__Work instructions__
**A.** In the meditation passage, which form of meditation was the writer's first exposure in their mid teens?
**B.** Reproduce word for word the portion of the meditation passage starting with "1. Sit comfortably, eyes" and going on through "all but closed.".

__Excerpted passage__
= = = = =

What I am seeking to accomplish with this blog is to communicate to a greater audience the tools, both practical and physical, that I have acquired over the years to fortify my own self against all the challenges we face in our modern era. And I shall begin with the foundation of all these practices - meditation.

My first exposure to meditation in my mid teens was Transcendental Meditation. This involves simply mentally repeating a mantra. I have since abandoned this as I believe the goal of meditation is mental silence. There have been times when I have wanted to walk out of meditation classes because the instructor talked too much, and made way too much use of visualisations and chanting. There was even one particular teacher who admitted to having a "monkey mind" - which reminds me of the saying "if you can't do it then just teach it". Anyway, here is a step by step method that works for me.

It is very handy to have a quiet place to practice. Attempting to block out the sounds of a next door neighbour renovating is truly an advanced technique. Also, one useful aid that I have in my possession is an indoor water feature (simply a large bowl with some granite plates, stones and a water pump) that creates the sound of running water. This type of white noise can help one to achieve a state of mental silence, also these water features are known to emit negative ions into the air. Meditating by waterfalls is common in some Japanese traditions - well this is the closest thing that I can have to a waterfall on my coffee table.

Sitting posture can vary from individual. The purpose of yoga postures is to help the yogi to sit in lotus posture for extended periods of time. Personally, if I attempt to sit in this position my legs will eventually go numb (I do lift weights, after all) cutting the practice short. Sitting upright in a cushioned chair is just fine.

The Practice:

1. Sit comfortably, eyes gazing ahead, bringing your attention to the dantian. You may bring your hands to this area (just below the navel) to help.

2.Bring your attention to your breathing. Feel it flow to your lower abdomen. Some beginners may want to count the breaths in cycles of four but as you begin to learn to focus your attention you can begin to simply listen to your own body. Do not attempt to change it's rhythm, but simply listen.

3. Begin to slowly lower your gaze to a point on the floor just in front of you. Slowly lower your eyelids until they are all but closed.

4. Closing your eyes now, listen to the sounds around you. Pass no judgment on what you hear, just listen. Do not try to identify the sounds (this is where the water feature comes in handy).

= = = = =

__Provided data__
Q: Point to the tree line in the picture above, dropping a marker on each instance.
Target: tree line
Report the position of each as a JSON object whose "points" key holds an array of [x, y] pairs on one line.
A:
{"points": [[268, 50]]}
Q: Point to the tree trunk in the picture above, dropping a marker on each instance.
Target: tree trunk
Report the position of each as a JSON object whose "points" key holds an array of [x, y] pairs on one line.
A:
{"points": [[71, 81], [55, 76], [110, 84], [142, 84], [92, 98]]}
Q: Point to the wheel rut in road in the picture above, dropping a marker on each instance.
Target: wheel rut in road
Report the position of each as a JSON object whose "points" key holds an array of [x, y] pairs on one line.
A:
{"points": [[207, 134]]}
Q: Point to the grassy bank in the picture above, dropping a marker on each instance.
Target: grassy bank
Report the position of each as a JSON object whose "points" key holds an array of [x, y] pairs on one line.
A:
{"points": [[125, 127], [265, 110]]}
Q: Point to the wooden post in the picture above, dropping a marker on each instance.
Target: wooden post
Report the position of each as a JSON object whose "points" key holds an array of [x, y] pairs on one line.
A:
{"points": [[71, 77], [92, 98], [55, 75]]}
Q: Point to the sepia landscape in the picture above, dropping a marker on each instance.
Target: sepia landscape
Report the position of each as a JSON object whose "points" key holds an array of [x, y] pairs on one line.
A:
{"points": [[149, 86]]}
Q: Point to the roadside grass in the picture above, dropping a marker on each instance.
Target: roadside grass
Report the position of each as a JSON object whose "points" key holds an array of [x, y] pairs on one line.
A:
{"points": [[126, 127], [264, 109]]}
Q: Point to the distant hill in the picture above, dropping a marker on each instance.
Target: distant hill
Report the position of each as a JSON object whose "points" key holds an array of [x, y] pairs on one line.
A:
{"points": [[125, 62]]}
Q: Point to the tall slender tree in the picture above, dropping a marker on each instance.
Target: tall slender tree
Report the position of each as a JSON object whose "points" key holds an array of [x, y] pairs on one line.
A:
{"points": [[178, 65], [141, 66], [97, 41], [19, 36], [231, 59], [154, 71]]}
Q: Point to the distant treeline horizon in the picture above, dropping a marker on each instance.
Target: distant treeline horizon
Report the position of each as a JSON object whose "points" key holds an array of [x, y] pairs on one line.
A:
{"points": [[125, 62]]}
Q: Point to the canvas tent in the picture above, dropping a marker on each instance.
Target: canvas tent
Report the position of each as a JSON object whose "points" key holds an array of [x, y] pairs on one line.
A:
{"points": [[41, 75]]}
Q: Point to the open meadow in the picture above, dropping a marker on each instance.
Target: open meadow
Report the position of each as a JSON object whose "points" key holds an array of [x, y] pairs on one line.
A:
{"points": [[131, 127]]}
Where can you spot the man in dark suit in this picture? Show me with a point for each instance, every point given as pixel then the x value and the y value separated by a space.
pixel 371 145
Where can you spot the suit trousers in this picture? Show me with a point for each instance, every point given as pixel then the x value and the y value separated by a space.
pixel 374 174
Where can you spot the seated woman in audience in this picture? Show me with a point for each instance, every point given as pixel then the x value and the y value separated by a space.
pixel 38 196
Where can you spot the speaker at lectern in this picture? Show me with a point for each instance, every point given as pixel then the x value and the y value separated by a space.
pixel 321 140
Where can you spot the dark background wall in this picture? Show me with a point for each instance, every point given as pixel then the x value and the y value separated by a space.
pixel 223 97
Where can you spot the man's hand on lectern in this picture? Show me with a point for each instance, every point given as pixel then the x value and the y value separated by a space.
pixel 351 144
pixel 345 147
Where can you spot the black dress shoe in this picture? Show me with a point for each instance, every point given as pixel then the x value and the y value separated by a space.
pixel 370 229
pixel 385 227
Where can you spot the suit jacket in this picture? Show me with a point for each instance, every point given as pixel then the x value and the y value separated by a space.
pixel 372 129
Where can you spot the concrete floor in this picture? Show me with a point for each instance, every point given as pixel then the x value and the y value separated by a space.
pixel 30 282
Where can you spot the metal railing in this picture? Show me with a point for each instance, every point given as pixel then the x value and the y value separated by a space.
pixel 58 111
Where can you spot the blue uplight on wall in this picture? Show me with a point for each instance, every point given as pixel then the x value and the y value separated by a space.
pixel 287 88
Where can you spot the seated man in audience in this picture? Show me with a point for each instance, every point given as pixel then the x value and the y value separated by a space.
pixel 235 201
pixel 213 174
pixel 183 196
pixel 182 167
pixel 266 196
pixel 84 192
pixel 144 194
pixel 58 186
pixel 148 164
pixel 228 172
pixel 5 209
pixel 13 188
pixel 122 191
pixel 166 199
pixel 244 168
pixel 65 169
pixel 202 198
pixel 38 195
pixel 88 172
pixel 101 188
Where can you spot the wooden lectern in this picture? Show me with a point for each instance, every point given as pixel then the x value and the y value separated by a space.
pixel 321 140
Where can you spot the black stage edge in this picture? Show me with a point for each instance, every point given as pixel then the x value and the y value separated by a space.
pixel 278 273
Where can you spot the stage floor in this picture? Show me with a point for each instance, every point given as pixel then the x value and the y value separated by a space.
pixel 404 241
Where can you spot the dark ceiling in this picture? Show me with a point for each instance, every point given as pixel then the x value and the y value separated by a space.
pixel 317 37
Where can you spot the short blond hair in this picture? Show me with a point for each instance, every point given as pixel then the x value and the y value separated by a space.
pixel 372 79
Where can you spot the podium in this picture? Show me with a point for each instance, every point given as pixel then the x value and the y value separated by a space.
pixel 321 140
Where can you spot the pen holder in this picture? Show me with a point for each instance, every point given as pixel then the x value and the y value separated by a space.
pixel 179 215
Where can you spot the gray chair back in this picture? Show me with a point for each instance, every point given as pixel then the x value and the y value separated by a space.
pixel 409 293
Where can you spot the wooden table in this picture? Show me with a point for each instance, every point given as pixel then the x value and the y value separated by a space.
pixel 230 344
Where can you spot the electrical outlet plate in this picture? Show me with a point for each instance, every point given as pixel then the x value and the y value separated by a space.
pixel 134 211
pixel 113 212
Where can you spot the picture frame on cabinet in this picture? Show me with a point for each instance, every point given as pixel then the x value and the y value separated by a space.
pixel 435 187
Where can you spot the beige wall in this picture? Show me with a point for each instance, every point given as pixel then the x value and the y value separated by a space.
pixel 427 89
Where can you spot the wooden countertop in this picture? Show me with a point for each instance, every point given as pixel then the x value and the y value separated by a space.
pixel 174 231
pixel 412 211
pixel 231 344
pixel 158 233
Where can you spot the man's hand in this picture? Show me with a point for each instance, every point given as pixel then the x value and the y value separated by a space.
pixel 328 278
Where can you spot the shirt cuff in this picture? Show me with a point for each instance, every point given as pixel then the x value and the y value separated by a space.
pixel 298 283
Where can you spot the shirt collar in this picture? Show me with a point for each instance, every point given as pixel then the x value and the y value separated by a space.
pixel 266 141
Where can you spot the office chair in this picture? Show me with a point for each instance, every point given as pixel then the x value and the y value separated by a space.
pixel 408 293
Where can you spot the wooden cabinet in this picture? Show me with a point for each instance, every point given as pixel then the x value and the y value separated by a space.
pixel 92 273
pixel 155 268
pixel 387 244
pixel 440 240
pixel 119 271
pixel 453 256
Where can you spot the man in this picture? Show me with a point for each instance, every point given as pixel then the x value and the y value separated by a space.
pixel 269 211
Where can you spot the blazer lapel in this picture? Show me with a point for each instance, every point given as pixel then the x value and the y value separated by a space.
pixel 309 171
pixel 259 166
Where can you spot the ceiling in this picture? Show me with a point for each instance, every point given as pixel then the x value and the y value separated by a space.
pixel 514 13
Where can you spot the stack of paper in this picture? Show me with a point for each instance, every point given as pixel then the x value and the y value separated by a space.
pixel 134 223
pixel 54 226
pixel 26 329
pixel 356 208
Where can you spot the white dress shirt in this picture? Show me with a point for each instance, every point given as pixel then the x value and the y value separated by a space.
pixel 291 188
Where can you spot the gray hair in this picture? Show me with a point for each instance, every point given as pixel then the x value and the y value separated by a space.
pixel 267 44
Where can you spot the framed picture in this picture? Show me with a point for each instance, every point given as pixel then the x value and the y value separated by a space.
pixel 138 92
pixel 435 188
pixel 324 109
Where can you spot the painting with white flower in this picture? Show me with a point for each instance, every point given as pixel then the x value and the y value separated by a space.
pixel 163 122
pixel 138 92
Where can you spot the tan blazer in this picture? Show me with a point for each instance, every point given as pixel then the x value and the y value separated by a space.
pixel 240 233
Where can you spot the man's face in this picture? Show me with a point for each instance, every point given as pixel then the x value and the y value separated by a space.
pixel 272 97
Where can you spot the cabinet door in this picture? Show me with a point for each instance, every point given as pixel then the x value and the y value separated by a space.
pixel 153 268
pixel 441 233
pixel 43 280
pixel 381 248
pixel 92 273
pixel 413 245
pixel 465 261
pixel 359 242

= = = = =

__Solved problems__
**A.** Transcendental Meditation

**B.**
1. Sit comfortably, eyes gazing ahead, bringing your attention to the dantian. You may bring your hands to this area (just below the navel) to help.

2.Bring your attention to your breathing. Feel it flow to your lower abdomen. Some beginners may want to count the breaths in cycles of four but as you begin to learn to focus your attention you can begin to simply listen to your own body. Do not attempt to change it's rhythm, but simply listen.

3. Begin to slowly lower your gaze to a point on the floor just in front of you. Slowly lower your eyelids until they are all but closed.